● PROBLEM TO WORK ON: Wherever the string "pile" shows up in the records below, return that line.

Point-per-instance localization data:

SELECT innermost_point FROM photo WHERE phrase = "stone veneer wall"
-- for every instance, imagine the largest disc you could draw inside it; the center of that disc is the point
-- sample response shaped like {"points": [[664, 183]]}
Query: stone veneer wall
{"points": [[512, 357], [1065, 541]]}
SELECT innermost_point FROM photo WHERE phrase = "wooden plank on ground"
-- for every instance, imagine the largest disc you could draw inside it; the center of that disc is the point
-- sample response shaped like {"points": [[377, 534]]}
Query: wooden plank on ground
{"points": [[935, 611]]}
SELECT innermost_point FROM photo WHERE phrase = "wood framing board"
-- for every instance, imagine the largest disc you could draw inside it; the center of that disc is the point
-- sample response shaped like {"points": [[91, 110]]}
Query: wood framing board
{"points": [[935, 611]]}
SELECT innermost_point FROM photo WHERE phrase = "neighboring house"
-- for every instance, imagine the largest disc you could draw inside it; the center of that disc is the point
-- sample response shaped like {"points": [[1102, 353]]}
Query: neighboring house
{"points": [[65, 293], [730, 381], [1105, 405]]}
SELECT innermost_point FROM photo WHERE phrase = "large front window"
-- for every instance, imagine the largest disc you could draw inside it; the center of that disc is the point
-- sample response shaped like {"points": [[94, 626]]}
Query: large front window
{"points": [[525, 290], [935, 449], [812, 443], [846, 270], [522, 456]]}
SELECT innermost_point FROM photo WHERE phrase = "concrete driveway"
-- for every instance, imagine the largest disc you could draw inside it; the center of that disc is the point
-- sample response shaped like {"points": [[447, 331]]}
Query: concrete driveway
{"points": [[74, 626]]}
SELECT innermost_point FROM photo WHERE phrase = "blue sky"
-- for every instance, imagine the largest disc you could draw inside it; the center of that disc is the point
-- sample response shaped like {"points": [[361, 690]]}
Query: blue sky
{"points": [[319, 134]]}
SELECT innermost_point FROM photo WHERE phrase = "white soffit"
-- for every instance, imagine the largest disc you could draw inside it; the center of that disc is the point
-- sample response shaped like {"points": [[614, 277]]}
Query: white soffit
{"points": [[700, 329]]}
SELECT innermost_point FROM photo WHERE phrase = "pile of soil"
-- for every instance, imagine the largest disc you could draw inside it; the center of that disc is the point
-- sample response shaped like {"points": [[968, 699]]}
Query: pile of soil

● TASK SOLUTION:
SELECT innermost_point FROM photo WHERE phrase = "pile of soil"
Query: pile of soil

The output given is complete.